§ Instruction
Only an exact, complete copy of the listing will serve as the answer.
*** Data listing
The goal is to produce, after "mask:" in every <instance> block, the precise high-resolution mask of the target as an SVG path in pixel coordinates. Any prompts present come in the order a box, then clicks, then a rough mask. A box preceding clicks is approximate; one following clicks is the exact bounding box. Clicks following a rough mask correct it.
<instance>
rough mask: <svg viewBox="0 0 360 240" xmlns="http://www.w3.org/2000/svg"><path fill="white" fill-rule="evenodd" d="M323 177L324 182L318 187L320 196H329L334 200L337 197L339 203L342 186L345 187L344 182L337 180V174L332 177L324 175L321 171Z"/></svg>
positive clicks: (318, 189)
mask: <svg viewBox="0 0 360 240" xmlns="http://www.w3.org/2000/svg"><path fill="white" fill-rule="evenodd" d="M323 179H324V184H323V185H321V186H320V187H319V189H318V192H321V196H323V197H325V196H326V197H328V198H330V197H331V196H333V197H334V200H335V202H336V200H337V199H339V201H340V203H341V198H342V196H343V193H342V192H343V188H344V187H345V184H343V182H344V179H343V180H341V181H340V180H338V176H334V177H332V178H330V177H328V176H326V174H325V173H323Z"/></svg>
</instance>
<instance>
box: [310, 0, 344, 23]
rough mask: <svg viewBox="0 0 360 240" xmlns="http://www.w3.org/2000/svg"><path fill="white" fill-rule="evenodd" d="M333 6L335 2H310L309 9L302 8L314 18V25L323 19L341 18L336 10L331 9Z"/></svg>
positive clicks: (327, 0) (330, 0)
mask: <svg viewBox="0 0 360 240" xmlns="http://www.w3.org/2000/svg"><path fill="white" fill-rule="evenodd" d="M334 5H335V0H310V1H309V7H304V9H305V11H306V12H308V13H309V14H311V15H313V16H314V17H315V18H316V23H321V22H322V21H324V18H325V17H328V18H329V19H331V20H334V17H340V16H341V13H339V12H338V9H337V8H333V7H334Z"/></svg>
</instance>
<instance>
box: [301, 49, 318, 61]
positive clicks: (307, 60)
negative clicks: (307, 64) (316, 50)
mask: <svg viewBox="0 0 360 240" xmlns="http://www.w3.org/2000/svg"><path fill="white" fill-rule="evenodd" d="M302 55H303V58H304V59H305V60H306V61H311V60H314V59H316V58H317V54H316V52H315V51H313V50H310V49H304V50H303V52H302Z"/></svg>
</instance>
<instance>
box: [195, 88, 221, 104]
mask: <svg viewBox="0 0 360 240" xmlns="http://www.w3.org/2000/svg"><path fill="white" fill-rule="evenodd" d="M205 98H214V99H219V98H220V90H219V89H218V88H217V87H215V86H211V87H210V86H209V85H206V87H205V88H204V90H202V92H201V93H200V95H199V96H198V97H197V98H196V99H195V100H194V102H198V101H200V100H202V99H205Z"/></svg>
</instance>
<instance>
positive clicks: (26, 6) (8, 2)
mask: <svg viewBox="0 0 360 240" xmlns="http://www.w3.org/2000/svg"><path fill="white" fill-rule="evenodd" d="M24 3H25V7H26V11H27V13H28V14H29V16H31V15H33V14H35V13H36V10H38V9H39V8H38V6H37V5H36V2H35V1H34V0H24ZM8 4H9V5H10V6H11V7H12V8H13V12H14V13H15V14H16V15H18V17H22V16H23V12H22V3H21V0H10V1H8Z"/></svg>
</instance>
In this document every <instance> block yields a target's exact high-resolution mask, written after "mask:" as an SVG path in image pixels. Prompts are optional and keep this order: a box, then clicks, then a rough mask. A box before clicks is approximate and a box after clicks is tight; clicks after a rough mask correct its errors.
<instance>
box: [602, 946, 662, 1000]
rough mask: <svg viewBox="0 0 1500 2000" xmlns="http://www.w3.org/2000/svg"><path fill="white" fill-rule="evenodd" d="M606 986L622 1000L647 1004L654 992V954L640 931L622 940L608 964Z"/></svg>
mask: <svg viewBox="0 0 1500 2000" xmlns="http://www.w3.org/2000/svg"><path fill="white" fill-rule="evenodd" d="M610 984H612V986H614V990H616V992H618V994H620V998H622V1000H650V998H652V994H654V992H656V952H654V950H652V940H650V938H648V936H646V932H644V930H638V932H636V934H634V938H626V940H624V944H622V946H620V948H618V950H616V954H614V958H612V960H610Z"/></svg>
******
§ Task result
The goal is to produce, after "mask:" in every <instance> block, the precise high-resolution mask of the target as an SVG path in pixel coordinates. Any prompts present come in the order a box, then clicks, then a rough mask. A box preceding clicks is approximate; one following clicks is the exact bounding box. Clicks following a rough mask correct it.
<instance>
rough mask: <svg viewBox="0 0 360 240" xmlns="http://www.w3.org/2000/svg"><path fill="white" fill-rule="evenodd" d="M323 177L324 182L318 187L320 196H329L334 200L337 197L339 203L342 186L345 187L344 182L337 180V174L332 177L324 175L321 171Z"/></svg>
positive clicks: (318, 189)
mask: <svg viewBox="0 0 360 240" xmlns="http://www.w3.org/2000/svg"><path fill="white" fill-rule="evenodd" d="M323 179H324V184H323V185H321V186H320V187H319V189H318V192H321V196H323V197H325V196H326V197H328V198H330V197H331V196H333V197H334V200H335V202H336V200H337V199H339V201H340V203H341V198H342V196H343V193H342V192H343V188H344V187H345V184H343V182H344V179H343V180H341V181H340V180H338V176H334V177H332V178H330V177H328V176H326V174H325V173H323Z"/></svg>
</instance>
<instance>
box: [310, 0, 344, 23]
rough mask: <svg viewBox="0 0 360 240" xmlns="http://www.w3.org/2000/svg"><path fill="white" fill-rule="evenodd" d="M333 6L335 2H310L309 9L302 8L314 18V25L323 19L341 18L336 10L331 9Z"/></svg>
positive clicks: (327, 0) (330, 0)
mask: <svg viewBox="0 0 360 240" xmlns="http://www.w3.org/2000/svg"><path fill="white" fill-rule="evenodd" d="M334 5H335V0H310V1H309V7H304V9H305V11H306V12H308V13H309V14H311V15H313V16H314V17H315V18H316V23H321V22H322V21H324V18H325V17H328V18H329V19H331V20H334V17H340V16H341V13H339V12H338V9H337V8H333V7H334Z"/></svg>
</instance>
<instance>
box: [301, 49, 318, 61]
positive clicks: (307, 60)
negative clicks: (307, 64) (316, 50)
mask: <svg viewBox="0 0 360 240" xmlns="http://www.w3.org/2000/svg"><path fill="white" fill-rule="evenodd" d="M302 55H303V58H304V59H305V60H306V61H311V60H314V59H316V58H317V54H316V52H315V51H313V50H310V49H304V50H303V52H302Z"/></svg>
</instance>
<instance>
box: [195, 88, 221, 104]
mask: <svg viewBox="0 0 360 240" xmlns="http://www.w3.org/2000/svg"><path fill="white" fill-rule="evenodd" d="M205 98H214V99H219V98H220V90H219V89H218V88H217V87H215V86H211V87H210V86H209V85H206V87H205V88H204V90H202V92H201V93H200V95H199V96H198V97H197V98H196V99H195V100H194V102H198V101H200V100H202V99H205Z"/></svg>
</instance>
<instance>
positive clicks: (26, 6) (8, 2)
mask: <svg viewBox="0 0 360 240" xmlns="http://www.w3.org/2000/svg"><path fill="white" fill-rule="evenodd" d="M24 3H25V7H26V11H27V13H28V14H29V16H31V15H33V14H35V13H36V10H38V9H39V8H38V6H37V5H36V2H35V1H34V0H24ZM8 4H9V5H10V6H11V7H12V8H13V12H14V13H15V14H16V15H18V17H22V16H23V12H22V3H21V0H10V1H8Z"/></svg>
</instance>
In this document every <instance> block yields a target's exact high-resolution mask, written after "mask:" as an SVG path in image pixels. Prompts are optional and keep this order: a box, then clicks, then a rough mask. A box before clicks is approximate and a box after clicks is tight; clicks after a rough mask correct its errors.
<instance>
box: [602, 946, 662, 1000]
rough mask: <svg viewBox="0 0 1500 2000" xmlns="http://www.w3.org/2000/svg"><path fill="white" fill-rule="evenodd" d="M606 986L622 1000L647 1004L654 992V954L640 931L622 940L608 964Z"/></svg>
mask: <svg viewBox="0 0 1500 2000" xmlns="http://www.w3.org/2000/svg"><path fill="white" fill-rule="evenodd" d="M610 984H612V986H614V990H616V992H618V994H620V998H622V1000H650V998H652V994H654V992H656V952H654V950H652V940H650V938H648V936H646V932H644V930H638V932H636V934H634V938H626V940H624V944H622V946H620V948H618V950H616V954H614V958H612V960H610Z"/></svg>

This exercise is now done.